As an example, when a camera video source is moving, the system in one embodiment determines the moving parts of the scene according to the following steps. First, for each consecutive video frame, Harris corner feature points (or other types of feature points) are estimated; for each pair of video frames (the two are adjacent in time, and some pairs have a large time interval between them), the rotation and translation of the camera between the frames (with six axes of freedom) are estimated; and outliers are removed. Some outliers are due to noise, while other outliers reflect objects that have moved between frames. Second, for the Harris corners of the outliers, 3D motion vectors are introduced for the part of the scene containing the outliers; the movement of these points is estimated; and, for the feature points that have been moving together, 3D motion vectors are estimated. Thus, a 3D model based on the stationary part of the scene is generated, taking into account the pointing direction of the camera.

According to some embodiments, the receiver and transmitter in the system of the present application are implemented in the same device for two-way video communication.

_RAW RECORDS_:
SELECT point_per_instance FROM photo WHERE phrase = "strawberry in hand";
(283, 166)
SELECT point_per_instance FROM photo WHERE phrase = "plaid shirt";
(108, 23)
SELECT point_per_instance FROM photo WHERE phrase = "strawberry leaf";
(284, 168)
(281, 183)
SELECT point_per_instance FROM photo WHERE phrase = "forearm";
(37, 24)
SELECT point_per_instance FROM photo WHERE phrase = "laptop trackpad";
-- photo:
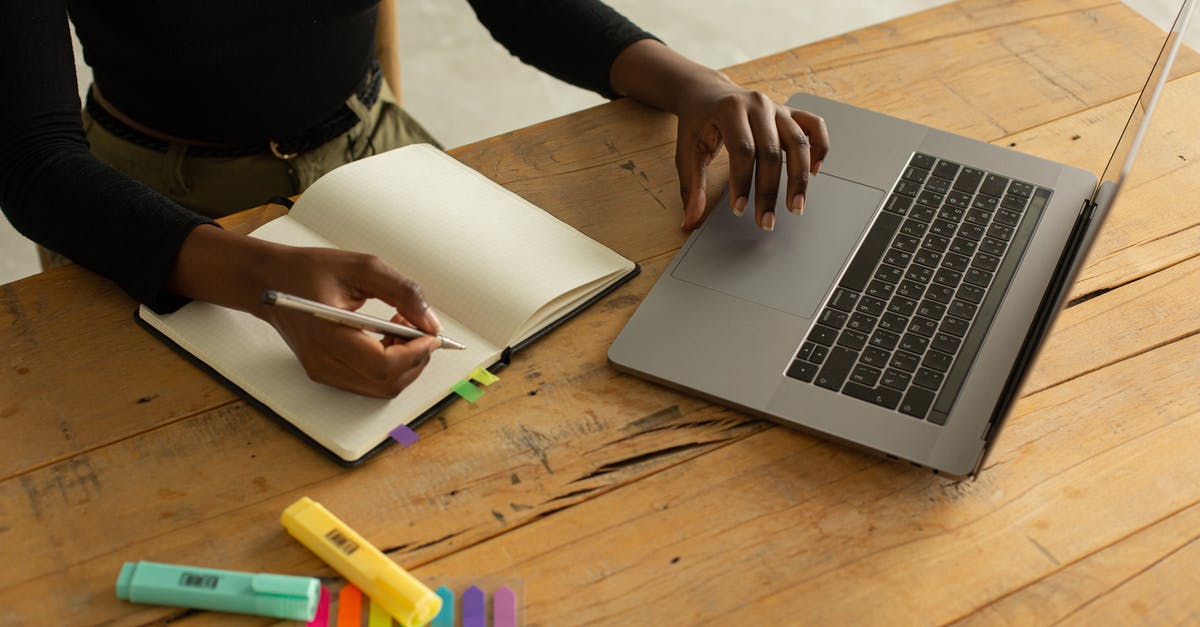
(792, 268)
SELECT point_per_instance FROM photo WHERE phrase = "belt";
(333, 126)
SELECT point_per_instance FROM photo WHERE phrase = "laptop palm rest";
(792, 268)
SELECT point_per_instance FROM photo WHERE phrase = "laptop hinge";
(1051, 300)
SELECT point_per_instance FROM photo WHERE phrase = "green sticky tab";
(463, 388)
(484, 377)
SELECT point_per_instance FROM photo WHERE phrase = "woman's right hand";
(233, 270)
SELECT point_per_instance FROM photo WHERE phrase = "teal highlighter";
(187, 586)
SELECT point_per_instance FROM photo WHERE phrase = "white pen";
(351, 318)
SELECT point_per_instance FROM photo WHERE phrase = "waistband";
(335, 125)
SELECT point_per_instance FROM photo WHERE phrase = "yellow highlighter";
(389, 585)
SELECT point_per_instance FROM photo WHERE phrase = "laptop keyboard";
(911, 310)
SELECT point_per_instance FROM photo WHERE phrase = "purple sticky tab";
(474, 608)
(504, 607)
(403, 435)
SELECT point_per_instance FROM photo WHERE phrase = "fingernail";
(431, 318)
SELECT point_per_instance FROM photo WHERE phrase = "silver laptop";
(903, 310)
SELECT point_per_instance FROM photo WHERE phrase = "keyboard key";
(923, 161)
(875, 357)
(869, 252)
(898, 204)
(892, 322)
(880, 288)
(994, 185)
(913, 342)
(895, 378)
(915, 174)
(852, 339)
(993, 246)
(963, 309)
(936, 243)
(946, 169)
(861, 322)
(923, 326)
(931, 309)
(972, 232)
(955, 262)
(922, 274)
(976, 276)
(907, 187)
(985, 262)
(923, 213)
(898, 257)
(916, 402)
(937, 184)
(871, 305)
(955, 327)
(971, 293)
(997, 231)
(977, 216)
(865, 375)
(1021, 189)
(969, 179)
(928, 257)
(948, 278)
(888, 273)
(885, 339)
(1006, 216)
(945, 342)
(833, 374)
(928, 378)
(985, 203)
(958, 198)
(941, 293)
(912, 227)
(963, 246)
(844, 299)
(802, 370)
(882, 396)
(1017, 203)
(832, 317)
(906, 362)
(937, 360)
(822, 335)
(901, 305)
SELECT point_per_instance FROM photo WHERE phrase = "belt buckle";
(276, 151)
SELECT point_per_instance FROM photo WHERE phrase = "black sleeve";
(571, 40)
(52, 189)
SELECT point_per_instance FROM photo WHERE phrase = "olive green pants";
(219, 186)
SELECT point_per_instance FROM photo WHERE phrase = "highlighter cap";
(187, 586)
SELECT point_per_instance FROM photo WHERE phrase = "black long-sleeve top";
(226, 71)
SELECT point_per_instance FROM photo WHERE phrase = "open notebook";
(497, 269)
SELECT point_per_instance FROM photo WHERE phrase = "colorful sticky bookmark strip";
(322, 617)
(474, 608)
(483, 376)
(467, 390)
(349, 607)
(403, 435)
(504, 607)
(445, 616)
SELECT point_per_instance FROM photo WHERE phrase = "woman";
(203, 108)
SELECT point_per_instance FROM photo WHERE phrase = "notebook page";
(480, 252)
(251, 354)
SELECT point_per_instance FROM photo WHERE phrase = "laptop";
(903, 310)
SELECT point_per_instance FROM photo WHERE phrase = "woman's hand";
(233, 270)
(714, 112)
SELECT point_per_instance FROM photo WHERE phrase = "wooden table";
(616, 501)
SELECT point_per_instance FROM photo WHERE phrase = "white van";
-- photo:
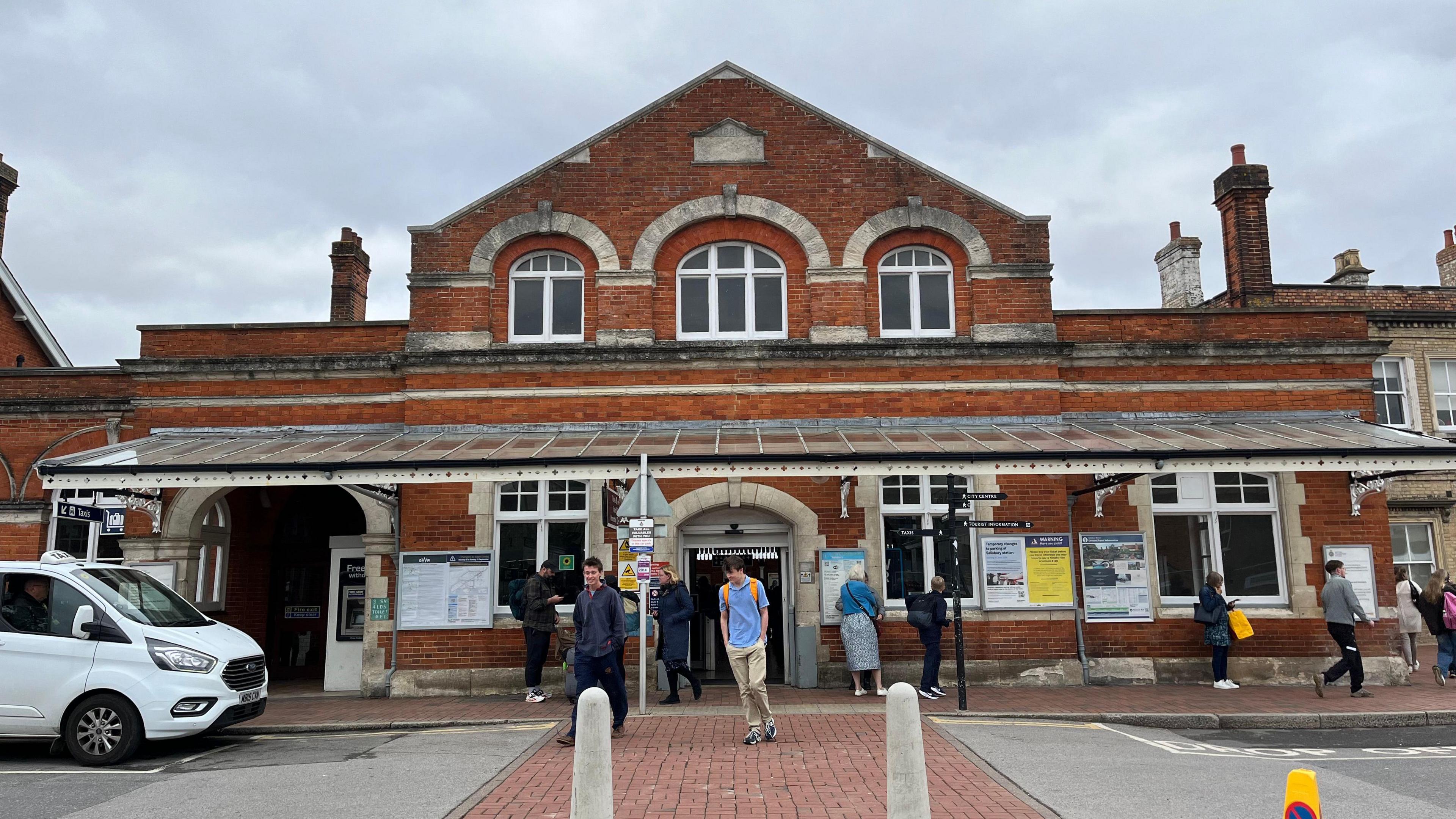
(101, 656)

_TASK PROMPT_: Translate this sentence from the camera-motion passage into Spanish: "Some outliers are due to noise, while other outliers reflect objects that have moved between frames."

_FULL RESPONSE_: Algunos valores atípicos se deben al ruido, mientras que otros reflejan objetos que se han movido entre fotogramas.